━━ Information given ━━

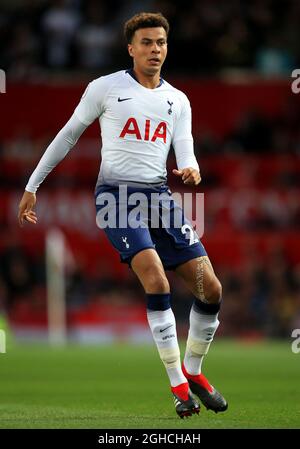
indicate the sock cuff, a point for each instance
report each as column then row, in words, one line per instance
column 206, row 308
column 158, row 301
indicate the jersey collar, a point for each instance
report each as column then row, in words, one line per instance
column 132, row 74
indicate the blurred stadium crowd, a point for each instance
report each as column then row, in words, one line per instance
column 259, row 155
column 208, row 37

━━━
━━ Information given ━━

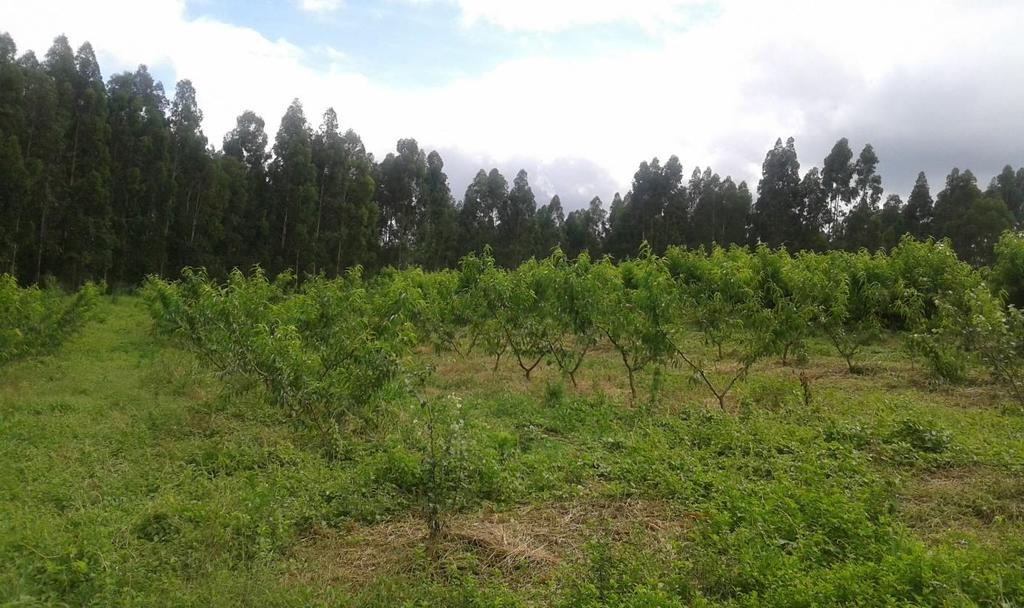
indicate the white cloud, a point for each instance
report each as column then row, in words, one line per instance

━━━
━━ Information given ━━

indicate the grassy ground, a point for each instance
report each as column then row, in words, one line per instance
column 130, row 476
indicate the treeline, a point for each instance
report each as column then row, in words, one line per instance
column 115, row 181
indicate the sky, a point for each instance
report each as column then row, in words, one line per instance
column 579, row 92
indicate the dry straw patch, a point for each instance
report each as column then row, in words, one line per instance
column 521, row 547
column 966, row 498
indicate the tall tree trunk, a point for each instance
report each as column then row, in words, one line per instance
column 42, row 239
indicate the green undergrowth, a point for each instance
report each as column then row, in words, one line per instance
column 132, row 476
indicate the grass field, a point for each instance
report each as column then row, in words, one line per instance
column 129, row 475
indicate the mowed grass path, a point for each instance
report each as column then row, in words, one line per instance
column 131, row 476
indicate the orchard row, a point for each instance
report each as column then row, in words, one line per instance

━━━

- Problem statement -
Reproduce the lines starting at the one containing "indicate the treeline, a" and ending at the one containing "column 966, row 498", swapping "instance" for "occurrence" and leaving everything else unchanged. Return only those lines.

- Exercise result -
indicate the treeline, a point for each occurrence
report each as column then row, in words, one line per occurrence
column 115, row 181
indicate the sky, a point for each occurrence
report each as column then row, in words, one line per occurrence
column 579, row 92
indicate the dry straw patch, a point for each occurrence
report each as column then row, in words, one line per occurrence
column 521, row 547
column 966, row 498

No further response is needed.